━━━━━ DATA PROVIDED ━━━━━

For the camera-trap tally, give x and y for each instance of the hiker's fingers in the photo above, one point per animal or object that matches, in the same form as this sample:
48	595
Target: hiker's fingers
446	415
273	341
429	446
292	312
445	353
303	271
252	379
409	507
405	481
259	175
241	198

━━━━━

▶ **DIRECTIONS**:
Convert every line of the material above into a numbered list, leaving out any blank lines.

▶ **COMPLETE ANSWER**:
1. For the camera-trap tally, give x and y for each instance of the hiker's fingers in the photo above, one point per animal or object that matches, in the same form as this sample:
2. 48	595
3. Target: hiker's fingers
4. 446	415
5. 273	341
6. 429	446
7. 292	312
8. 445	353
9. 303	271
10. 252	379
11. 409	507
12. 405	481
13. 259	175
14. 241	198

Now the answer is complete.